▸ **TEXTAUSZUG**
---

Chli Glatten - Yog Sothoth (6c/+)


Publiziert von mde , 9. September 2010 um 11:25.

Region: Welt » Schweiz » Uri
Tour Datum: 5 September 2010
Wandern Schwierigkeit: T2 - Bergwandern
Klettern Schwierigkeit: 6c+ (Französische Skala)
Wegpunkte:
Geo-Tags: CH-UR   Ortstockgruppe 
Zeitbedarf: 6:00
Aufstieg: 500 m

Schnell erreichbar, aber immer wieder gut – das ist eindeutig die richtige Bezeichnung für die Klettertouren am Chli Glatten. Nach einer einigermassen kurzen Anfahrt geniesst man nach nicht einmal einer halben Stunde Zustieg steilen, griffig-rauen Kalk in der rund 200m hohen Wandflucht über dem Hotel Klausenpass. Für heute sollte es die wenig bekannte „Yog Sothoth“ (Topo) am Südpfeiler sein – eine exzellente Wahl, wie es sich herauskristallisierte.
Zur Tatsache, dass diese Route nur selten begangen wird, tragen wohl in erster Linie die falschen Angaben in den Kletterführern bei: im Kletterführer Schächental (Ausgabe 2006) wird die Absicherung mit Stufe 2 (von 4) bewertet, im Schweiz Extrem (Ausgabe 1994) wird sogar nur Stufe 2 (von 5) vergeben. Die Message ist klar: Achtung, weite Hakenabstände warten, doch bei den angegebenen Schwierigkeiten (maximal 6b+) und griffigem Gestein war ich gewillt, diese Herausforderung anzunehmen.
Die Route entpuppte sich dann aber als brav und bestens abgesichert. Fürchten muss man sich hier sicher nirgends. Die Schlüsselstellen sind allesamt sehr gut mit Bohrhaken in kurzen Abständen abgesichert, es trifft Stufe 4 (von 5) zu. Nur gerade im griffigen und gut kontrollierbaren 6a-Gelände muss teilweise etwas über die Haken gestiegen werden, aber auch da: alles im grünen Bereich.
Etwas nach 10.30 Uhr sind wir an der Klausenstrasse (unterhalb Bödmer, P.1923) startbereit. So gut sieht’s am Glatten gar nicht aus, viele Routen sind nass, nur gerade die Routen am Gelben, dem Flachen und dem Südpfeiler sind trocken, aber das reicht ja für unseren Plan. Gegen 11.00 Uhr sind wir am Wandfuss, auf der bequemen Terrasse lässt es sich gut verweilen und die tolle Aussicht geniessen, so dass ich erst um 11.25 Uhr starte.
1. SL, 50m, 6b+: Mit einem ziemlichen Kaltstart an steilem Gemäuer geht’s bei sehr guter Absicherung und sehr schöner Kletterei gleich los. „Le prese ci sono“, ja, aber es sind kleine Tropflochleisten und es muss vom ersten Meter weg ordentlich geriegelt werden, was doch „voll Hebel“ auf die Finger geht. Bald wird es aber einfacher, es folgt noch eine knifflige Passage in einer Verschneidung, bevor im zweiten Teil der Seillänge gemütliche 6a-Kletterei folgt.

---

▸ **AUFGABE A**
Zieh aus den Datensätzen unten jede Zeile heraus, in der die Zeichenfolge „clicks“ vorkommt. Groß- und Kleinschreibung zählt dabei.

---

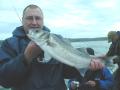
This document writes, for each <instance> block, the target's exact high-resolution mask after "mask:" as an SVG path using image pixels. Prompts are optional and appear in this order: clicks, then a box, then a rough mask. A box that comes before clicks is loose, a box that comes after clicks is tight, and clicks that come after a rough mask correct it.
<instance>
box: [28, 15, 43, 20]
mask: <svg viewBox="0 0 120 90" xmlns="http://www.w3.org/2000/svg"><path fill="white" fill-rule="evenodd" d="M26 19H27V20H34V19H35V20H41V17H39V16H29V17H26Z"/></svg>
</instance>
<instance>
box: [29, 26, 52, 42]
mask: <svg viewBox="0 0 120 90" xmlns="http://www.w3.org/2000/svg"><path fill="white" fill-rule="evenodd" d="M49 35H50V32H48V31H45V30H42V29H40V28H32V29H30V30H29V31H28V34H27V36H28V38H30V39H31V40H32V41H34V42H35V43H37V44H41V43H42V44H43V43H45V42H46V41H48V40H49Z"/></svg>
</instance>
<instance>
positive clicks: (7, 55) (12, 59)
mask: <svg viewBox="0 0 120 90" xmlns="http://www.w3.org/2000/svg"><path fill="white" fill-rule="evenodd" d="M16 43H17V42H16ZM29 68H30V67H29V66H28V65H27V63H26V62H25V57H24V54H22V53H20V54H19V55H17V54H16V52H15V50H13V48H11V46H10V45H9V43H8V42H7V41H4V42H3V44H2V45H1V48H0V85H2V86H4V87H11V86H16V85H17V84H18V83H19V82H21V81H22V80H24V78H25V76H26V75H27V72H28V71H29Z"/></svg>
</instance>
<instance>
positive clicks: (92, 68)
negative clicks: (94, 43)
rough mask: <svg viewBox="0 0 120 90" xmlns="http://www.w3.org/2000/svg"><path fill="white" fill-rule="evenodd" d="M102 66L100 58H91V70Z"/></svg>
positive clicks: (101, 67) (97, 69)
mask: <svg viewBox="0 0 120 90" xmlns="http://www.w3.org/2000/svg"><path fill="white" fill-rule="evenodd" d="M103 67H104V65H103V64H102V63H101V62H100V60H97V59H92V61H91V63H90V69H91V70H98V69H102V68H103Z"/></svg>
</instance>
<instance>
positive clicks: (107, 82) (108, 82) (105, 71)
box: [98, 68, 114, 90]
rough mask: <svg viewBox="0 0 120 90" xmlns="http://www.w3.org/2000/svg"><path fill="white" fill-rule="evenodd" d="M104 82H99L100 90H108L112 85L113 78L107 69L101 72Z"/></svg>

---

▸ **AUFGABE B**
Kopiere bitte aus dem Tourenbericht oben wortgetreu den Abschnitt, der bei „Publiziert von mde“ beginnt und bei „es sich herauskristallisierte.“ endet.

▸ **ANTWORT A**
This document writes, for each <instance> block, the target's exact high-resolution mask after "mask:" as an SVG path using image pixels. Prompts are optional and appear in this order: clicks, then a box, then a rough mask. A box that comes before clicks is loose, a box that comes after clicks is tight, and clicks that come after a rough mask correct it.
positive clicks: (7, 55) (12, 59)
positive clicks: (92, 68)
negative clicks: (94, 43)
positive clicks: (101, 67) (97, 69)
positive clicks: (107, 82) (108, 82) (105, 71)

▸ **ANTWORT B**
Publiziert von mde , 9. September 2010 um 11:25.

Region: Welt » Schweiz » Uri
Tour Datum: 5 September 2010
Wandern Schwierigkeit: T2 - Bergwandern
Klettern Schwierigkeit: 6c+ (Französische Skala)
Wegpunkte:
Geo-Tags: CH-UR   Ortstockgruppe 
Zeitbedarf: 6:00
Aufstieg: 500 m

Schnell erreichbar, aber immer wieder gut – das ist eindeutig die richtige Bezeichnung für die Klettertouren am Chli Glatten. Nach einer einigermassen kurzen Anfahrt geniesst man nach nicht einmal einer halben Stunde Zustieg steilen, griffig-rauen Kalk in der rund 200m hohen Wandflucht über dem Hotel Klausenpass. Für heute sollte es die wenig bekannte „Yog Sothoth“ (Topo) am Südpfeiler sein – eine exzellente Wahl, wie es sich herauskristallisierte.